Return the records below from the line containing "Target — tree shadow on grass." onward, exactly, through and including the last line.

····················

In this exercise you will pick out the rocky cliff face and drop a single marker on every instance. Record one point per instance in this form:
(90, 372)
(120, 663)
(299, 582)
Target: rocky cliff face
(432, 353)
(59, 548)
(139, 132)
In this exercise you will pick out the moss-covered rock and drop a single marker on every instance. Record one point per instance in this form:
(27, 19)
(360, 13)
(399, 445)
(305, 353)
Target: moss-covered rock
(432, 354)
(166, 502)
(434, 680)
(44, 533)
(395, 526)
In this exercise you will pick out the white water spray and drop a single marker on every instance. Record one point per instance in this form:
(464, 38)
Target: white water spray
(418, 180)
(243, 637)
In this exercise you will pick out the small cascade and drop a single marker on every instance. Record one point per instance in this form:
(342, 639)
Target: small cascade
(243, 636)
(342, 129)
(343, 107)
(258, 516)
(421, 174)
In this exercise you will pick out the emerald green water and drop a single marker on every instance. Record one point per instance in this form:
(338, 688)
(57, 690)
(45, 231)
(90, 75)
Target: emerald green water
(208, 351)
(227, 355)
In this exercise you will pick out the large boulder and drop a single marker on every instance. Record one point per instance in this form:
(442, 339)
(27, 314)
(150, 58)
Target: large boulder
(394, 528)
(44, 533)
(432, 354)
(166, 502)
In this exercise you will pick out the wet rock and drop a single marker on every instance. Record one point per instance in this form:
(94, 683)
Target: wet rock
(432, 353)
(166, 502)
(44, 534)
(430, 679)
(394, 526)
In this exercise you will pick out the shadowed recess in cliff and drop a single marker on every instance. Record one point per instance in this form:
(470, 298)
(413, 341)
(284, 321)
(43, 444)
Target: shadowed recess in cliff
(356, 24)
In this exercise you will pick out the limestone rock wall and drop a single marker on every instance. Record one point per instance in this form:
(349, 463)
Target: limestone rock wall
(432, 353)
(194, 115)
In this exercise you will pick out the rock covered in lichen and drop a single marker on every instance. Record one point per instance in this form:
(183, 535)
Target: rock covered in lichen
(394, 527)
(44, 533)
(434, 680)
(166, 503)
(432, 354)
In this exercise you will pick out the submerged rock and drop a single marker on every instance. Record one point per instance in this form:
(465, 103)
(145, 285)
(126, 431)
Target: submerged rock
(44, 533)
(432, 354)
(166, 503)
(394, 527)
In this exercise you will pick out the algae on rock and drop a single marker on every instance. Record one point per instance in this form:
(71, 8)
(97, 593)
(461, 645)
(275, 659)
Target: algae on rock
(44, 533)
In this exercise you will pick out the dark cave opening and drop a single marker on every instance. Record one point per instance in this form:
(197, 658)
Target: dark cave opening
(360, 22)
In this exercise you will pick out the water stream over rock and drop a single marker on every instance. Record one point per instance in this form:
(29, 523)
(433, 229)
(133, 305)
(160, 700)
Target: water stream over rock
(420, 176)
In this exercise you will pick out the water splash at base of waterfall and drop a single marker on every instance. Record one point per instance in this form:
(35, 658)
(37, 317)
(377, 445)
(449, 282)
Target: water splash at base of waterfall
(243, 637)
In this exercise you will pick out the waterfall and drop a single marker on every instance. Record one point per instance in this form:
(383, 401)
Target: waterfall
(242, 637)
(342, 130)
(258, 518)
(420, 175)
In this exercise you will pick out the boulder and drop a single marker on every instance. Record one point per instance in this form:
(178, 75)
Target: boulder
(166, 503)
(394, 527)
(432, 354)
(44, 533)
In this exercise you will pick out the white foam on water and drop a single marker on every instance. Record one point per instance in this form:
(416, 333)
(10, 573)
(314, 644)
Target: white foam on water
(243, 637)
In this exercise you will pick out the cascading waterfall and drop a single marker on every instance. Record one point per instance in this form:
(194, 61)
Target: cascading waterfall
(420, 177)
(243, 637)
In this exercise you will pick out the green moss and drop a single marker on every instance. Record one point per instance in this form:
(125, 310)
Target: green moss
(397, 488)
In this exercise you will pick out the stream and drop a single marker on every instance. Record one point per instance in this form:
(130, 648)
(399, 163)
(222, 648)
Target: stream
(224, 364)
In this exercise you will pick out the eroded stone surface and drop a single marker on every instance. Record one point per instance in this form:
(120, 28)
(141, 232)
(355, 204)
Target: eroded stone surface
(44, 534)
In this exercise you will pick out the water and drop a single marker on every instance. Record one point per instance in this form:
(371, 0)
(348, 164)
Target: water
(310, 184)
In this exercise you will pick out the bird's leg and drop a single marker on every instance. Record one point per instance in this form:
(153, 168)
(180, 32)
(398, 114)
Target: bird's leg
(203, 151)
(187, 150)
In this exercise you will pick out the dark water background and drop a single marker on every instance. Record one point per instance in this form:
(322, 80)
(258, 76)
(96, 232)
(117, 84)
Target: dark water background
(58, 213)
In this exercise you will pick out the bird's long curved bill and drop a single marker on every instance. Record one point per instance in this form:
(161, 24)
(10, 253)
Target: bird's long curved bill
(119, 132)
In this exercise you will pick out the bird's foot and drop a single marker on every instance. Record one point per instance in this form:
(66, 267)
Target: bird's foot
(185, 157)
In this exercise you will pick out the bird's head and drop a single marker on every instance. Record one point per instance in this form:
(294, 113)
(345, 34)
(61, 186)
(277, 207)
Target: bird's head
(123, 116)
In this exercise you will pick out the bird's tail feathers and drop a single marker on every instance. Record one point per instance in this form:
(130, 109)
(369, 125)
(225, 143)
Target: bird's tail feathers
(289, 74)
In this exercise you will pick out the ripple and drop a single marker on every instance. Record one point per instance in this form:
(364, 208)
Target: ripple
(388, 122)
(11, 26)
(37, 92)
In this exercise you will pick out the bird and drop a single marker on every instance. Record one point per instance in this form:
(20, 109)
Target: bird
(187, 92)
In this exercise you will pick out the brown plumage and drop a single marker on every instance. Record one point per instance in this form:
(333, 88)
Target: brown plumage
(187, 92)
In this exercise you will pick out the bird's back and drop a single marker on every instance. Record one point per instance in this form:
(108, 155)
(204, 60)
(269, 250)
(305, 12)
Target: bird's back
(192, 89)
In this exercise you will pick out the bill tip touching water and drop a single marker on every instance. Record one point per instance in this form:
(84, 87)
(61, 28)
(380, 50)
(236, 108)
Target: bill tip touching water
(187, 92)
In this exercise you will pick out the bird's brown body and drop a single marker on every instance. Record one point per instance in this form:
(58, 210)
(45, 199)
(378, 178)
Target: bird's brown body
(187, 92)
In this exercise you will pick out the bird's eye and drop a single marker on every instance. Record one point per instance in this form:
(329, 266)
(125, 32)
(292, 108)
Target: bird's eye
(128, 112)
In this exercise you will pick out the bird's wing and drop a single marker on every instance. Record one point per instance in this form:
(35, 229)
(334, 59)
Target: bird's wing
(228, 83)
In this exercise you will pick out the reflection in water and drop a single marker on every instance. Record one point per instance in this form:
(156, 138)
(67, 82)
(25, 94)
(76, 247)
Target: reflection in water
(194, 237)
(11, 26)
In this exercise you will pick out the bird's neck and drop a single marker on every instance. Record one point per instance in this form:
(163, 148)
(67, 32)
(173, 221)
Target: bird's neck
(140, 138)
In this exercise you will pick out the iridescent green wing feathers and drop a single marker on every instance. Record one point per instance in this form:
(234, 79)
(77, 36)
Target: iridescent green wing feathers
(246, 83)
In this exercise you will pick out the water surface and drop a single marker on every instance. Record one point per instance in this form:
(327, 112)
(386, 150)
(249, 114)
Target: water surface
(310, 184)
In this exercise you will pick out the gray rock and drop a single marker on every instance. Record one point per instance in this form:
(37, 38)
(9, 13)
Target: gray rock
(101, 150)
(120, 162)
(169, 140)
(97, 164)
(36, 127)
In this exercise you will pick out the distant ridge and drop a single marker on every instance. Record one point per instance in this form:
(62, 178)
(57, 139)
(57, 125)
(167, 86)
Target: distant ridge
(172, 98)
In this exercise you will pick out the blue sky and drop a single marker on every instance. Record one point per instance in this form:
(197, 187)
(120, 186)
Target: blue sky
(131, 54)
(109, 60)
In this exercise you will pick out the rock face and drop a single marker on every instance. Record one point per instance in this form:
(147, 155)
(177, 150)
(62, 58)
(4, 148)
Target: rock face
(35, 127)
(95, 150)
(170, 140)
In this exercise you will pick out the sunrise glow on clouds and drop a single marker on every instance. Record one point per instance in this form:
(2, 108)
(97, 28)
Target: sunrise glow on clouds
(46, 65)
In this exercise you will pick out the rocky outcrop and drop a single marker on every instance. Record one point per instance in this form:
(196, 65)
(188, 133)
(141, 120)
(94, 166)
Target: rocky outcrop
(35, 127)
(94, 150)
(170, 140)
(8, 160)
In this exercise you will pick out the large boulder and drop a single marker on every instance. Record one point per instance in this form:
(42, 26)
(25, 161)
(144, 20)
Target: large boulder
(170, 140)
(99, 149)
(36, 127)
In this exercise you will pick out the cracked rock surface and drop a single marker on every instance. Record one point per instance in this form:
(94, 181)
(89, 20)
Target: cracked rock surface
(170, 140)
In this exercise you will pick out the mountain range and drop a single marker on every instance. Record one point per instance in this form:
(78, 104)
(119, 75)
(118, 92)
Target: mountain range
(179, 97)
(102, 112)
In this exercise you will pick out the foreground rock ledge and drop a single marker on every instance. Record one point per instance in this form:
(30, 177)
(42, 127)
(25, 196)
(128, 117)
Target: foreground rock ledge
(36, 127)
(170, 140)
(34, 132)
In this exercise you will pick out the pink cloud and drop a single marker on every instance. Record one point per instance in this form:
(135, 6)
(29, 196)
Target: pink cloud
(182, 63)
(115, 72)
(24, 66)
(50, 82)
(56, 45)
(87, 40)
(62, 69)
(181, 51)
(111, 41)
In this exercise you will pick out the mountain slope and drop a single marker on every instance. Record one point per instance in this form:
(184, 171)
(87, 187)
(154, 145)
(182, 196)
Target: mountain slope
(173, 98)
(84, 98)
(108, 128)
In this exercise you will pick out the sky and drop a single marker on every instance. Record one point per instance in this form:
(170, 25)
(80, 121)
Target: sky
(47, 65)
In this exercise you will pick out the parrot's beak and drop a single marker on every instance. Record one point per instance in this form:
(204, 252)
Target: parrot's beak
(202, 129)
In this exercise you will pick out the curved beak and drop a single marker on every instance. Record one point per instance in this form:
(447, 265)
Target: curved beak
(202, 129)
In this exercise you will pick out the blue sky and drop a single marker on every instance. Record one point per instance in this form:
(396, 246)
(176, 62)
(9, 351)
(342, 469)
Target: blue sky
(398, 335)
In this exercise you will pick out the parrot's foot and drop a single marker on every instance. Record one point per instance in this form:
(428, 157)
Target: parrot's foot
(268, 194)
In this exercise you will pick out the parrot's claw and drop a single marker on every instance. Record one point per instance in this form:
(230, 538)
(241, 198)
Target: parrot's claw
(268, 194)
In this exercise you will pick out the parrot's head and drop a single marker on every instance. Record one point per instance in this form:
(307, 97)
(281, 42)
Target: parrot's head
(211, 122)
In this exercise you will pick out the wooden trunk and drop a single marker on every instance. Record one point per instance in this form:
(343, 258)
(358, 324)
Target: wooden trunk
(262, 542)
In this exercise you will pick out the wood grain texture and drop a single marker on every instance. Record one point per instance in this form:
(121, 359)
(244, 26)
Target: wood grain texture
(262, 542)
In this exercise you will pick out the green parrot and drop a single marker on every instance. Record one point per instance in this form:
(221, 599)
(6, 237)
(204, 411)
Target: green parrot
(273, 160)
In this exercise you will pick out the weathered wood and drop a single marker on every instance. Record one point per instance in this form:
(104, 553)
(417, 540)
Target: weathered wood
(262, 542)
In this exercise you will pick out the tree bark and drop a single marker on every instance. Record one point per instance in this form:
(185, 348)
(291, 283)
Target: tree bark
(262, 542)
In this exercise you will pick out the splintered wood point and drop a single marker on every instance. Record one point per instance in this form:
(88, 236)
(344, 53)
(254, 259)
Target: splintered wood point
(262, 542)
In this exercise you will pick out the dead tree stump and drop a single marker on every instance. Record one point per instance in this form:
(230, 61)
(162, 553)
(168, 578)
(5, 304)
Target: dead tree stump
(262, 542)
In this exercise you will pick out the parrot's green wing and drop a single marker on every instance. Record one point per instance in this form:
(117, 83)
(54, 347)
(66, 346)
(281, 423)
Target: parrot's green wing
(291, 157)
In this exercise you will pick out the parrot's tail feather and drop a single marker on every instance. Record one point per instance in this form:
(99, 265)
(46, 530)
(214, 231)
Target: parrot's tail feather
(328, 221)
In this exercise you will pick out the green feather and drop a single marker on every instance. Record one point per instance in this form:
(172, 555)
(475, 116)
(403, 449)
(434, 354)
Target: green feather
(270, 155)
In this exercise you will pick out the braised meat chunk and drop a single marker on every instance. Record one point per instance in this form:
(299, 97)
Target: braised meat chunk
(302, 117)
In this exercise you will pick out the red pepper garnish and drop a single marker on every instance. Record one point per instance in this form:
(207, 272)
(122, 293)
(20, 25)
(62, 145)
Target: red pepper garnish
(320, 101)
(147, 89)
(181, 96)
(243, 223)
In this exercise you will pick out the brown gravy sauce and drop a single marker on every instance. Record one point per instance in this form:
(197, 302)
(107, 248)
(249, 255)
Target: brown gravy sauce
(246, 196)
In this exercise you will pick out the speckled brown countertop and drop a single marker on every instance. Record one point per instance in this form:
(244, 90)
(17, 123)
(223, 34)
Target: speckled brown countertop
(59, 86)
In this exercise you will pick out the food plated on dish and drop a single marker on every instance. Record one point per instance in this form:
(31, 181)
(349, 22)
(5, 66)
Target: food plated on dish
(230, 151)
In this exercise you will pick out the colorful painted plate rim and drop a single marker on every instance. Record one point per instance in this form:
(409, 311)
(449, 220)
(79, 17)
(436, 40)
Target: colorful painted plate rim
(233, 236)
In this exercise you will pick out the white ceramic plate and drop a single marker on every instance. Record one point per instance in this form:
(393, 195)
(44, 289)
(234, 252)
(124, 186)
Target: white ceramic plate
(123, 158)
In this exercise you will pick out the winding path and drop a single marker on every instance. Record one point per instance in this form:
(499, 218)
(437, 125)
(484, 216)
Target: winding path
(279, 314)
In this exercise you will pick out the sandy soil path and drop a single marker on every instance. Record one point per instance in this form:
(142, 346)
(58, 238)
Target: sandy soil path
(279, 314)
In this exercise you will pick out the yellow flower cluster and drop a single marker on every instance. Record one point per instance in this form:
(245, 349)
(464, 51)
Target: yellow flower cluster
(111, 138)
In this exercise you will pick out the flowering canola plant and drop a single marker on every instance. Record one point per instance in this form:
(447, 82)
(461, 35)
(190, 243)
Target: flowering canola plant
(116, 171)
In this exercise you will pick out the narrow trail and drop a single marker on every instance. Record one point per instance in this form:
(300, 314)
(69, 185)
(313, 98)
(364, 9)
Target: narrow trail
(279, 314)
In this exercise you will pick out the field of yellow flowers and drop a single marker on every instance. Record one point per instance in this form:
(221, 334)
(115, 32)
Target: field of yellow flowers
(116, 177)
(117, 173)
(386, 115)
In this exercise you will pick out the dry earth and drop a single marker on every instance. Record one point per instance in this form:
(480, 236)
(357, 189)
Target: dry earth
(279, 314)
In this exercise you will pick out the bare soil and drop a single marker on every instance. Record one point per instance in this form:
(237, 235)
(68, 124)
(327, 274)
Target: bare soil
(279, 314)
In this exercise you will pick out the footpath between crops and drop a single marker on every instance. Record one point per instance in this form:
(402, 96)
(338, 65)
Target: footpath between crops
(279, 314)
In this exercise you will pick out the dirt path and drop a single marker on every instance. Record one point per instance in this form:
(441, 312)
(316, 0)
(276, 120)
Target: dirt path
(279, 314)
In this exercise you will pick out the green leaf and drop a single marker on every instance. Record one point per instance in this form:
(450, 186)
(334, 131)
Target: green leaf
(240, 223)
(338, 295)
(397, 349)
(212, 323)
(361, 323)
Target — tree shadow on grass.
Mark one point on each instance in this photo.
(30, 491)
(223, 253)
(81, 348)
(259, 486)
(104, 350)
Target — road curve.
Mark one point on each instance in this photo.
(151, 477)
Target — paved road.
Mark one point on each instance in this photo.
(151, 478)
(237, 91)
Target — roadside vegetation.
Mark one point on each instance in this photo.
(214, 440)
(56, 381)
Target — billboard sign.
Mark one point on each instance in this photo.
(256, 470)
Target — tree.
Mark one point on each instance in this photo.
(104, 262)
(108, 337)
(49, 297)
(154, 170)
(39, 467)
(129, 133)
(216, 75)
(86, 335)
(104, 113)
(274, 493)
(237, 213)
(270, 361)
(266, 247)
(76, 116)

····················

Reply:
Target — tree shadow on grass.
Mark one point on each instance in this photo.
(30, 491)
(223, 253)
(81, 348)
(259, 486)
(104, 350)
Target — road curve.
Mark one point on each instance in this photo.
(151, 477)
Target — paved road.
Mark one point on each instance in this photo.
(151, 478)
(237, 91)
Target — roadside vegetation.
Mark one point on each instance in this photo.
(214, 440)
(56, 381)
Target — billboard sign.
Mark one point on each instance in this photo.
(256, 470)
Target — tree.
Mark one point on each instance in this photo.
(104, 262)
(108, 337)
(49, 297)
(154, 170)
(39, 467)
(129, 133)
(216, 75)
(86, 335)
(104, 113)
(274, 493)
(237, 213)
(270, 361)
(266, 247)
(76, 116)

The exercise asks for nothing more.